DATA EXTRACT:
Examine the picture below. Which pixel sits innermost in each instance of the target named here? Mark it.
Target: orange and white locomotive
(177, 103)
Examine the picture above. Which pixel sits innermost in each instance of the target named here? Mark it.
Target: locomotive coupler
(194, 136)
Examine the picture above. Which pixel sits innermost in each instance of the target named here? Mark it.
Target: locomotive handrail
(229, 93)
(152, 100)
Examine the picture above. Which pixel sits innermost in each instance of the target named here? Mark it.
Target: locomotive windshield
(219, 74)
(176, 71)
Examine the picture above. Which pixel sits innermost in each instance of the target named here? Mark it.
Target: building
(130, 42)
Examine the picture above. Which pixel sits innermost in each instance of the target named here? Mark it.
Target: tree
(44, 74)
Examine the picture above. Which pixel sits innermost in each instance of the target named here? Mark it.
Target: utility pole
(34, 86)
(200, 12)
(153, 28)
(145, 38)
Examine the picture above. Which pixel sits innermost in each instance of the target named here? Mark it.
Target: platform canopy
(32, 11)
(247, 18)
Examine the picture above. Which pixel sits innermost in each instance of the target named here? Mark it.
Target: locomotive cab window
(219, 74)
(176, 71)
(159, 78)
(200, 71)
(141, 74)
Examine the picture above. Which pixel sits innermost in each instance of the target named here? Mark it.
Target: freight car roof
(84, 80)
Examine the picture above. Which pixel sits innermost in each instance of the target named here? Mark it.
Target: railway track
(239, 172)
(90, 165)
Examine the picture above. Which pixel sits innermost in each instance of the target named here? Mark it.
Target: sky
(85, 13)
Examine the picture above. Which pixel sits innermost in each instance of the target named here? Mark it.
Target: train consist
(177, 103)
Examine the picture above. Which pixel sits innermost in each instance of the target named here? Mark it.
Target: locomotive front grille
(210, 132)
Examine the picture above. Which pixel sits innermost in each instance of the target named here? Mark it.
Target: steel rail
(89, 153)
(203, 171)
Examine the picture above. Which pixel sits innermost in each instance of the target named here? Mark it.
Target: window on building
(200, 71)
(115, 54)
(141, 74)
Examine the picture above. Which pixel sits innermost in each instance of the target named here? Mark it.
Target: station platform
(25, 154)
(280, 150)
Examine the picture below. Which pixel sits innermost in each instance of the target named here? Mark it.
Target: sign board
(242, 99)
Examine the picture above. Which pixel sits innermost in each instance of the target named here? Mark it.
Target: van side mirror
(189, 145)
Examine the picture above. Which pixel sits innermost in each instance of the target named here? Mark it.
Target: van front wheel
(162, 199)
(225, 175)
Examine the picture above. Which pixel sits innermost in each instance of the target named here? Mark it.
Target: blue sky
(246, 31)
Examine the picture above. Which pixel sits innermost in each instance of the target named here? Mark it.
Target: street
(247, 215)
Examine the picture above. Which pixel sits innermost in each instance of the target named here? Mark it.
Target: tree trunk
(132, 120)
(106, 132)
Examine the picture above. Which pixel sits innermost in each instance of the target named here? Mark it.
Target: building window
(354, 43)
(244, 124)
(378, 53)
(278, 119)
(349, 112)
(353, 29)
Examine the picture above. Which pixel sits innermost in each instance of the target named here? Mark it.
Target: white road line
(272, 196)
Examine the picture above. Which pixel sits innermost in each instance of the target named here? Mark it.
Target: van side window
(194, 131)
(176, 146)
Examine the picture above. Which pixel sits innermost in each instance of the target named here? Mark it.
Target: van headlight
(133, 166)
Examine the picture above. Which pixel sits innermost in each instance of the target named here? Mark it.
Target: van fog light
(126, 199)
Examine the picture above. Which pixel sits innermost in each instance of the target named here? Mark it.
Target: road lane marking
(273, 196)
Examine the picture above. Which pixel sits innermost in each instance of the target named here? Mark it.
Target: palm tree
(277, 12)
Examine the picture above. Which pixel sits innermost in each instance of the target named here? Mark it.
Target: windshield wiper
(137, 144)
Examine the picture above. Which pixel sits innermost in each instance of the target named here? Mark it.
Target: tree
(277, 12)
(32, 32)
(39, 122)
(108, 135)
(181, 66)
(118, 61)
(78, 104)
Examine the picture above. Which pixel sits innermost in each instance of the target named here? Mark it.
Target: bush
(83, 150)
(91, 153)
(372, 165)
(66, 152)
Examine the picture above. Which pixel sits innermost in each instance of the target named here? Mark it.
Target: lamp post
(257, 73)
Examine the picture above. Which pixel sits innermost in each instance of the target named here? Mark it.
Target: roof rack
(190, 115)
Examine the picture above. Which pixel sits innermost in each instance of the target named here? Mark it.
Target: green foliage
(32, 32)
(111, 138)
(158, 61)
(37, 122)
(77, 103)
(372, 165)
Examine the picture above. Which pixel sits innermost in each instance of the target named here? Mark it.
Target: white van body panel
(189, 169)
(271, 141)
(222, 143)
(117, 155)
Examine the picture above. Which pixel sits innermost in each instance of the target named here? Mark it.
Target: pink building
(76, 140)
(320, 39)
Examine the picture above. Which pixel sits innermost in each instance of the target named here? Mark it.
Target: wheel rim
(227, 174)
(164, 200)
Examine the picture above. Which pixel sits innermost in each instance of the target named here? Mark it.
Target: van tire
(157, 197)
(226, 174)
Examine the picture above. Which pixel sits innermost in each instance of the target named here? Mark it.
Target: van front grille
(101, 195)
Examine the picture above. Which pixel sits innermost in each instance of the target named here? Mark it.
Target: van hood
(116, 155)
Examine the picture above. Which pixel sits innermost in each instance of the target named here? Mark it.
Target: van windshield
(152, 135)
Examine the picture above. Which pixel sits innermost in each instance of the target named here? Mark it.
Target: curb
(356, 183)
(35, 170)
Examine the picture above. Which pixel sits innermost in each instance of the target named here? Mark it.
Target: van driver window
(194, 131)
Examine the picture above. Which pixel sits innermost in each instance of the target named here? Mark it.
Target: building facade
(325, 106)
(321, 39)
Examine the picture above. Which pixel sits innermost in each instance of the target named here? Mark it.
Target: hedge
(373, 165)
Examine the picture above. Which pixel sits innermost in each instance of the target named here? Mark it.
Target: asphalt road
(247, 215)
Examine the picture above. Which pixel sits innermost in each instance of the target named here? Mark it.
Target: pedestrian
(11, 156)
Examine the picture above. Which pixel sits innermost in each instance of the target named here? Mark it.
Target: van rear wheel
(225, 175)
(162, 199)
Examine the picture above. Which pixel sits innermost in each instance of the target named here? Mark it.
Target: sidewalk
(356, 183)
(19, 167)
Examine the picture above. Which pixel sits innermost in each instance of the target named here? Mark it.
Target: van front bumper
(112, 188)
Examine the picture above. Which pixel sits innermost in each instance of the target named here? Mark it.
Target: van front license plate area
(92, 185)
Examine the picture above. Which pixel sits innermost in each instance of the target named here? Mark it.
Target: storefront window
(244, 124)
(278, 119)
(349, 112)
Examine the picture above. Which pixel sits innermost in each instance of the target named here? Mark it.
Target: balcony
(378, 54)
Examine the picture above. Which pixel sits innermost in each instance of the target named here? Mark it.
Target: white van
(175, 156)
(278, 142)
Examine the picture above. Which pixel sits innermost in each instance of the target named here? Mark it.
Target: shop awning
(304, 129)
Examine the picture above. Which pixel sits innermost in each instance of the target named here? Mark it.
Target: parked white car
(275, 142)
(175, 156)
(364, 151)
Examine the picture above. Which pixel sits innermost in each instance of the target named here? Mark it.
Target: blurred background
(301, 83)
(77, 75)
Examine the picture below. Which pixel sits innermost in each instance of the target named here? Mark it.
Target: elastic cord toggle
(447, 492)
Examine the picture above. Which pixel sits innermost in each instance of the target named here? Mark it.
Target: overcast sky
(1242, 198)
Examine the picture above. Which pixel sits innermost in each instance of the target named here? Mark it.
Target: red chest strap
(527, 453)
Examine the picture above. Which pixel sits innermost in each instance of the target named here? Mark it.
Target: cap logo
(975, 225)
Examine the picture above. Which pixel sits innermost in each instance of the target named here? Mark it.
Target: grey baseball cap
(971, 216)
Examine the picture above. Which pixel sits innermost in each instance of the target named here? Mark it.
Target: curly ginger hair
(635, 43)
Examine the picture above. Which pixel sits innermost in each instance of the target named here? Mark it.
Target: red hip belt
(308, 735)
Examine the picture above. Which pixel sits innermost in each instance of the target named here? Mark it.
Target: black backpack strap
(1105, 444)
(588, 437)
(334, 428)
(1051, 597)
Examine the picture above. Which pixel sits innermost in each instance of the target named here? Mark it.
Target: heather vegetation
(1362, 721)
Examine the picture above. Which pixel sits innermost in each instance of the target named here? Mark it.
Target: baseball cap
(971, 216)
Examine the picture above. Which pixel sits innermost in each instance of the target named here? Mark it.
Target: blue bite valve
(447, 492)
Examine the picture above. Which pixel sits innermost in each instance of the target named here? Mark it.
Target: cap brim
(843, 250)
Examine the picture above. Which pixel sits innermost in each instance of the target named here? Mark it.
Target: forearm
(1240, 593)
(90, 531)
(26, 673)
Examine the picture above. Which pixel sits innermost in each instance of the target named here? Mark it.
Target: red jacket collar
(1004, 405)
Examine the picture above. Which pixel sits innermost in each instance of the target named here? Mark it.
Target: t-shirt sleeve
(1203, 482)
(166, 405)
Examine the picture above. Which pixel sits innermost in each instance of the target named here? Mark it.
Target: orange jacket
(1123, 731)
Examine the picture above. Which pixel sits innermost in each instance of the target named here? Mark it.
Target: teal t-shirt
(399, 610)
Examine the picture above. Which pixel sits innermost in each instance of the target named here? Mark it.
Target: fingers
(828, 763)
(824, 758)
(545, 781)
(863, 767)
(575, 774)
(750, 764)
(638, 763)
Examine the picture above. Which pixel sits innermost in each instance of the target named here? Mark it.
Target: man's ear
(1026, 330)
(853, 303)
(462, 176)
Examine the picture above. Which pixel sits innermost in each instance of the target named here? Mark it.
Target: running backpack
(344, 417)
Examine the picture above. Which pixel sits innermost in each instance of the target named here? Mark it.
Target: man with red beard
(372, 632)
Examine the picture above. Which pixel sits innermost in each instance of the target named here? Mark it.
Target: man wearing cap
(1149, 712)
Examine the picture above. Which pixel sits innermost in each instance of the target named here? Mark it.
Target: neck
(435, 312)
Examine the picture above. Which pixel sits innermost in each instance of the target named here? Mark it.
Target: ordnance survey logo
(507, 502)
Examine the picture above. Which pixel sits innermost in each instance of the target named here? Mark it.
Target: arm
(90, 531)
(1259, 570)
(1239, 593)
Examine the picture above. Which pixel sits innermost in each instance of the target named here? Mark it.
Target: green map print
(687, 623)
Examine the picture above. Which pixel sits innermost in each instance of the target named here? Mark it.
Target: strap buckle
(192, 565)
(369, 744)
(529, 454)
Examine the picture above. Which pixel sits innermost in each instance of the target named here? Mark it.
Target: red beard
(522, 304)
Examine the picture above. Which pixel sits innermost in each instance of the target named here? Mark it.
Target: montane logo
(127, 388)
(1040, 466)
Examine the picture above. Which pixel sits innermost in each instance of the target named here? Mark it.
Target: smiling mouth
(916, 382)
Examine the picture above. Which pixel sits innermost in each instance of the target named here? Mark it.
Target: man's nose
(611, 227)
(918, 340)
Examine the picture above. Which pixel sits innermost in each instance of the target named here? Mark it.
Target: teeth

WHAT YOU ARE ASKED TO DO: Your task is to reproduce exactly the lines that begin at the line containing "Target: red beard" and end at the final line of the data above.

SOLUTION FOR THIS PROBLEM:
Target: red beard
(522, 304)
Examine the picture above. Which pixel sits innermost in each instance of the target named here? Mark it.
Target: montane logo
(127, 388)
(1040, 466)
Examine the picture above. Which pixel sits innermost in each instance of the target named here? Mark it.
Target: smiling mouth
(916, 382)
Examine the picture above. Which pixel sits innermost in each instance of the target named here? Mark it.
Target: man's nose
(611, 227)
(918, 340)
Examine the picture above. Which pixel sits innermost in each instance of the target named here? Mark it.
Target: teeth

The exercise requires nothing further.